>> Start
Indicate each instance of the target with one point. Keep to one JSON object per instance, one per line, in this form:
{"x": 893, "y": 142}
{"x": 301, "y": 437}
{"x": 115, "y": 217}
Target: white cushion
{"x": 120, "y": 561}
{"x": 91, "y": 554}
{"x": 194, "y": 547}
>> End
The request
Please reproduce all the items in full, requests included, and shift each answer coordinate by adding 16 to every number.

Task response
Indicate each instance of the target with one point. Keep to one JSON object per instance, one per line, in this form:
{"x": 893, "y": 142}
{"x": 301, "y": 437}
{"x": 115, "y": 217}
Target: white cushion
{"x": 136, "y": 577}
{"x": 107, "y": 570}
{"x": 210, "y": 563}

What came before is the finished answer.